##### Text block
The 100th Meridian West is an imaginary line on the map that happens to mark the climate divide between the humid east and arid west in North America. Or rather, it used to. The rainfall divide is moving east.
Extending from the North to South Poles, the 100th runs longitudinally in the U.S. from North Dakota through Texas.
Its coincidence with the rainfall divide was first documented in 1877 by John Wesley Powell who found during his explorations in the Great Plains that the 100th was a visible boundary. Locations to the east of the 100th received 20+ inches of annual rainfall, the west received less.
20 inches is a key number for agriculture and human population. It determines what you can grow, whether you have to irrigate and, thus, how many people can live there. Powell saw the line and told Congress it had implications for settlement of the western plains. Congress didn’t heed him but …
This 2014 map of U.S. Population by County shows that it played out as Powell expected. You can see the rainfall divide in population density. People choose to live where there’s water.
You can also see the line from outer space. I’ve marked the 100th (approximately) on this satellite photo of Nebraska. The landscape is deep green to the east though not uniform.
Nowadays the 100th is no longer the rainfall divide.
A study by Columbia University meteorologists found that the aridity line has shifted 140 miles east and is now statistically located at the 98th meridian. Climate change will move it even further as warming evaporates moisture in the northern plains and alters rainfall in the south.
In a hundred years the aridity mark may be firmly inside Minnesota, Iowa and Missouri. Aridity decreases the amount of agriculture and will probably change the population. People choose to live where there’s water.
John Wesley Powell’s “100th meridian” is moving east.
##########
##### Data section
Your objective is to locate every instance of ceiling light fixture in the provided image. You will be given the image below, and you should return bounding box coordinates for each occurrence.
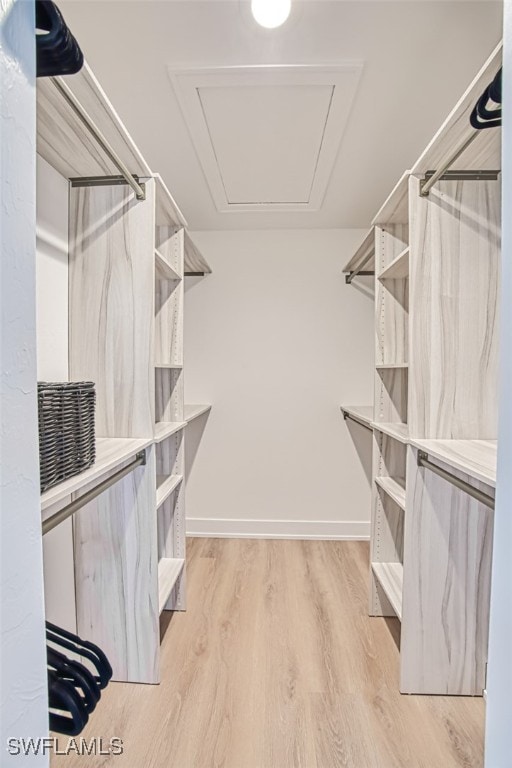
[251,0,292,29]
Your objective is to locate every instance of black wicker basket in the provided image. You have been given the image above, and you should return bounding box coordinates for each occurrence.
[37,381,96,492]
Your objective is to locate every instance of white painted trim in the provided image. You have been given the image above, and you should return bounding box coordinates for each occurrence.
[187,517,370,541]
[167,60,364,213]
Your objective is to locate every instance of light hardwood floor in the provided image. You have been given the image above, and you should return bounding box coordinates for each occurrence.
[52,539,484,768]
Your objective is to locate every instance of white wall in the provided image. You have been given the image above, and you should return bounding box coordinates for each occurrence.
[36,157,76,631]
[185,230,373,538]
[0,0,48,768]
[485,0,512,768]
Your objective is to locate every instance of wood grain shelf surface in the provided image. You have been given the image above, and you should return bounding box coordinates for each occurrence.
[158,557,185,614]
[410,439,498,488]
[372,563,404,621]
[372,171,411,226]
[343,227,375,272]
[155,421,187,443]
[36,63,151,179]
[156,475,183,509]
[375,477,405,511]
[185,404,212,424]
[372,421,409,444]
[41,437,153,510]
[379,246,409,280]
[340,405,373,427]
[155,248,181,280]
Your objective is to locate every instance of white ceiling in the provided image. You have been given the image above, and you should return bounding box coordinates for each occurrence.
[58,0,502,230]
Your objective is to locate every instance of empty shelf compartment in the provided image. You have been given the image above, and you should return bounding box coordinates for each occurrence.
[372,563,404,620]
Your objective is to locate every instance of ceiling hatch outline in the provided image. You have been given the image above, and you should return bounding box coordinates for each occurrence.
##########
- Instructions to follow -
Please continue the 100th meridian piece from its last sentence. The lines above have no connection to the 100th meridian piece.

- Response box -
This article was inspired by Yale Climate Connections. Read more here in Yale Environment 360, 11 April 2018.
(photos from USDA, USFS and Wikimedia Commons; click on the captions to see the originals)
I’ve never seen this type of map before. Thank you for the wide variety of topics which makes your site a must see almost every day. Past living in the arid west, Idaho and Colorado, is completely different in the Burg where the rains come almost always to water my garden.
RoseMary, thank you so much for your comment. I’m always happy when I learn something I can pass along to others. This was one of those topics.
Roger Tory Peterson used the 100th meridian as a convenient, and biologically meaningful, dividing line for his eastern and western bird guides.
Interesting that the climate change forecasts for the Pacific Northwest don’t indicate changes in annual rainfall, but rather the timing of that rainfall. Winter snow in the mountain will fall more often as rain, with more runoff in the winter. There will be less summer runoff. This still gives the same result: drier summers.
Would you say that the eastern forest begins around the 98th meridian today?
I don’t know. The rainfall line is moving east. It will take a while for the plant communities to catch up.